DATA FOR THIS TASK:
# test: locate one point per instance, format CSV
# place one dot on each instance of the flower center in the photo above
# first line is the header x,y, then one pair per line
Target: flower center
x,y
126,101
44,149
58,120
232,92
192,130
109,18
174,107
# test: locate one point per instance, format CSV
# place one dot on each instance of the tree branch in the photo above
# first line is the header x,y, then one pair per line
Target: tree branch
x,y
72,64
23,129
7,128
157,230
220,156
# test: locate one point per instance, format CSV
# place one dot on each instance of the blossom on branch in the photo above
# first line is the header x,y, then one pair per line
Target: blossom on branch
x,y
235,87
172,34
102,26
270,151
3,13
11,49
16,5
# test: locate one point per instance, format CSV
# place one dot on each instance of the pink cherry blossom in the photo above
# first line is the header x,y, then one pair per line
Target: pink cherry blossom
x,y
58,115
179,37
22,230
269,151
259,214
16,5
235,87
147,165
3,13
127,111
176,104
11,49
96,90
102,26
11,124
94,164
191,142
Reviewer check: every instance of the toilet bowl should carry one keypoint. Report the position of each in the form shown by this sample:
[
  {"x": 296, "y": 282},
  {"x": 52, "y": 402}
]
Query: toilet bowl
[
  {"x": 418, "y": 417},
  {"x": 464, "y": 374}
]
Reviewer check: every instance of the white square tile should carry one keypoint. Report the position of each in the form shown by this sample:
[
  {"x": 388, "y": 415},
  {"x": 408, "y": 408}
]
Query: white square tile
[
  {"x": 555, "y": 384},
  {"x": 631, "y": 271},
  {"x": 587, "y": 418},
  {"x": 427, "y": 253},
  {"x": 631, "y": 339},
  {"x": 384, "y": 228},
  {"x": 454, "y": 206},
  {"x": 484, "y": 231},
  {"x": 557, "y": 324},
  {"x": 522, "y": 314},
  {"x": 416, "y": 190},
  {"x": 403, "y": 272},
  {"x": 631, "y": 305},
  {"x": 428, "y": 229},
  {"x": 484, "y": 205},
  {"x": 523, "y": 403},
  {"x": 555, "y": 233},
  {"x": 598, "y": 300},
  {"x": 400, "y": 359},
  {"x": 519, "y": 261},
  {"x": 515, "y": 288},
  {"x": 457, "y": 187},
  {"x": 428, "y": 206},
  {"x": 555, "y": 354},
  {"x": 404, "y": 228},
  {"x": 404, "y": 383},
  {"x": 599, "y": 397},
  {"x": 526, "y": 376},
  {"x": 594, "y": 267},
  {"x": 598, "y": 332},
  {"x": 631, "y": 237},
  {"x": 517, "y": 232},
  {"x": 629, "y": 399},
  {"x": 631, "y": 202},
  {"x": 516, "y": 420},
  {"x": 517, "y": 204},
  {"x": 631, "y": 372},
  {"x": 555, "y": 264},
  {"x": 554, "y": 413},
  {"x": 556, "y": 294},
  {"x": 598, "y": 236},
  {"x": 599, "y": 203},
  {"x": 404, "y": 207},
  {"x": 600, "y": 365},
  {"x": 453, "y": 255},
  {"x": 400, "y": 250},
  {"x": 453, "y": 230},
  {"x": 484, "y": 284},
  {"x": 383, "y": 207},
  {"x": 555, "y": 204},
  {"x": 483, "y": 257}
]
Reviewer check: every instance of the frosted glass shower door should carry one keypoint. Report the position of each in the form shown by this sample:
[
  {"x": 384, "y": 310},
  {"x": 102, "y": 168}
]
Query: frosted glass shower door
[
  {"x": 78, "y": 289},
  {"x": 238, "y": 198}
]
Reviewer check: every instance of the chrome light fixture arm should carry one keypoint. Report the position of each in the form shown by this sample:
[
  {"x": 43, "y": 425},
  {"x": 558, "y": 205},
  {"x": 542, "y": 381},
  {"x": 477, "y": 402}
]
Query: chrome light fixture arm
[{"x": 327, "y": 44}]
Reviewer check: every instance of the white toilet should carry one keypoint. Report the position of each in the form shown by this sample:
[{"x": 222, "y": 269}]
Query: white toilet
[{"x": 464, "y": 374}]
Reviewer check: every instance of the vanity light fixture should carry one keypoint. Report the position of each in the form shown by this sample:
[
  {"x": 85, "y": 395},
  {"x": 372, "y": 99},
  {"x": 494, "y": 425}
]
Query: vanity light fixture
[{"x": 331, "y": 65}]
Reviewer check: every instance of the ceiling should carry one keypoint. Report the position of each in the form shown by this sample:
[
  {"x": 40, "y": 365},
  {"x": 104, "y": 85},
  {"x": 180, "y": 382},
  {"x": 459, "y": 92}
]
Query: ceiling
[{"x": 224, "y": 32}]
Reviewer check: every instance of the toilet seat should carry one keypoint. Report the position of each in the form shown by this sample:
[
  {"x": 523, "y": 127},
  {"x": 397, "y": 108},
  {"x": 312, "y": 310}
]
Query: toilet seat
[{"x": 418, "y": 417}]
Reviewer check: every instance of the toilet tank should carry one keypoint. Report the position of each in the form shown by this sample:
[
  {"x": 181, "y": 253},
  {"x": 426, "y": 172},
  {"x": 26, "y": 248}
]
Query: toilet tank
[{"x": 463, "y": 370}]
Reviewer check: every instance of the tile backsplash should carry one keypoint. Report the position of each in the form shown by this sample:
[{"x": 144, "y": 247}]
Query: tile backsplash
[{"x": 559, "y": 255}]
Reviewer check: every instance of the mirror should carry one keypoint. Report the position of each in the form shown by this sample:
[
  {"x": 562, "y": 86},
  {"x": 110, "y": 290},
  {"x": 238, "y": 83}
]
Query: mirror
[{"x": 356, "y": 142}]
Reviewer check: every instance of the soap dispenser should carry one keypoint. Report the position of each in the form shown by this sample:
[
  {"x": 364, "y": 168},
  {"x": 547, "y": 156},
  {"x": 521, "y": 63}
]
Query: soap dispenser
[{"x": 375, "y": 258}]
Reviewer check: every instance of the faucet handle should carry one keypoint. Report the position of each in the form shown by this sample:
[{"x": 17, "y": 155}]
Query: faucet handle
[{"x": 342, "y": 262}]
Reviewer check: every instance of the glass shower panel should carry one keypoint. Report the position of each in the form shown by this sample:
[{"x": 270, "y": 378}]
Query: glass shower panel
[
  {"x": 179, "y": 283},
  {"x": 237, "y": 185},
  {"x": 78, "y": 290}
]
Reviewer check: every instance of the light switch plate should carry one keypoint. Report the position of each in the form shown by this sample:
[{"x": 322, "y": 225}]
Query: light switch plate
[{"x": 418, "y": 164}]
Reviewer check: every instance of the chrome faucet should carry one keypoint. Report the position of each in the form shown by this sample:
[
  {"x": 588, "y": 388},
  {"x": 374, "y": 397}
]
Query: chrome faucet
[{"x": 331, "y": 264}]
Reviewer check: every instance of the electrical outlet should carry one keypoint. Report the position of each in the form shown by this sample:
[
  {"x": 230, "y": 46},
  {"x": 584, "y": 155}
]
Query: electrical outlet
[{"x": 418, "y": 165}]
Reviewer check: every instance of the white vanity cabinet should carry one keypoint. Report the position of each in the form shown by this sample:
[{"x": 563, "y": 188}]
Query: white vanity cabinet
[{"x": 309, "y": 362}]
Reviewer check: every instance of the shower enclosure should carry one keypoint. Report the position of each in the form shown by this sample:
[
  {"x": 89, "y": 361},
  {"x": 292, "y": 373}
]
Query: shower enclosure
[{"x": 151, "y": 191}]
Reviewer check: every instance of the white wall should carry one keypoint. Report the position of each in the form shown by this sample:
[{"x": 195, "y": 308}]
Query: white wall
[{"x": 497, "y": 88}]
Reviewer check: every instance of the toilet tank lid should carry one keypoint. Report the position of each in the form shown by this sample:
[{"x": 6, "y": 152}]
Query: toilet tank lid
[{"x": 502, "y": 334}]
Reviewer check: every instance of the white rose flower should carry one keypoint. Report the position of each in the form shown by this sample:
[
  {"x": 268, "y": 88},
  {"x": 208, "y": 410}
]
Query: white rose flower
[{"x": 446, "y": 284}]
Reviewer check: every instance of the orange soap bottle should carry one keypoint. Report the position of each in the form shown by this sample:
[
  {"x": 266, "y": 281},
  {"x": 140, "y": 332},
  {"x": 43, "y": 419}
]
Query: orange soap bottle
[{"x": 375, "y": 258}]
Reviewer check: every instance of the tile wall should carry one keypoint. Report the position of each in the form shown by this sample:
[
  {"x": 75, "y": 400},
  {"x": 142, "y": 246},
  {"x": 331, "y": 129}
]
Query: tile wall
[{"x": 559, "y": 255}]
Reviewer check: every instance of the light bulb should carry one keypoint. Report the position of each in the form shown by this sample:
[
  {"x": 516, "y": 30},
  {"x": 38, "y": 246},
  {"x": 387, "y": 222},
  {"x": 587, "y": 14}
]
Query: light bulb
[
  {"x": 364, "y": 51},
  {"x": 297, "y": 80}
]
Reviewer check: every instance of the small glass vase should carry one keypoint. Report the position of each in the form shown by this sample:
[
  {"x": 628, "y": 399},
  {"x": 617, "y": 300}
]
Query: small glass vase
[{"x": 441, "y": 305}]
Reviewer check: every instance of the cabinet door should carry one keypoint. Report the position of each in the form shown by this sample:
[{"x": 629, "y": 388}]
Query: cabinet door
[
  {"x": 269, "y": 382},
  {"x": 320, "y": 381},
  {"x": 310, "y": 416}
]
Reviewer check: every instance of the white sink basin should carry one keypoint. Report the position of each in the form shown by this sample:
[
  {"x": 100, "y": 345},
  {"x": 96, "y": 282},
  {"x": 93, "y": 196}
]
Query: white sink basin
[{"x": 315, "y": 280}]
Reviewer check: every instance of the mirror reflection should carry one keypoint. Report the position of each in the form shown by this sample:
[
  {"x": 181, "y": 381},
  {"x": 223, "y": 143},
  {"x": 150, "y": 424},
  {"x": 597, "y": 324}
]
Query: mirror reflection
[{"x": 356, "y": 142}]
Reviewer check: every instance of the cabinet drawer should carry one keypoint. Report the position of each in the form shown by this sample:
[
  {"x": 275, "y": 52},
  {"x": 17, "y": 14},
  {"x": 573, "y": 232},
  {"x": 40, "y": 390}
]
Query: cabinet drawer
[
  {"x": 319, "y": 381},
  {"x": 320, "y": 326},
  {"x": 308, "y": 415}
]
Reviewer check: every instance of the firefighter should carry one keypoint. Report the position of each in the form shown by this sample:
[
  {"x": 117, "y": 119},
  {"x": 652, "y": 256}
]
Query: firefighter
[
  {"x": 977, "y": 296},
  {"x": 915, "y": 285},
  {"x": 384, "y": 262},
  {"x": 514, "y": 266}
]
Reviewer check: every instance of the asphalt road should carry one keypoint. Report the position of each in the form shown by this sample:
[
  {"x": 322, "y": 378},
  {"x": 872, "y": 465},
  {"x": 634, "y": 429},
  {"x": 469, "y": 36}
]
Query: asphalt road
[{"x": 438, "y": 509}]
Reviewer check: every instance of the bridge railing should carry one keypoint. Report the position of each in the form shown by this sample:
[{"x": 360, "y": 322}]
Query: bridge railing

WORK TO BE COMPLETED:
After identifying the lines above that contain "place", copy each one.

REPLY:
# place one dot on each instance of the flower center in the photo above
# place one dot on each instance of the tree branch in the photo above
# place one dot on each instance of the blossom on branch in the photo above
# place one dot on each instance of the pink cherry blossom in the photo above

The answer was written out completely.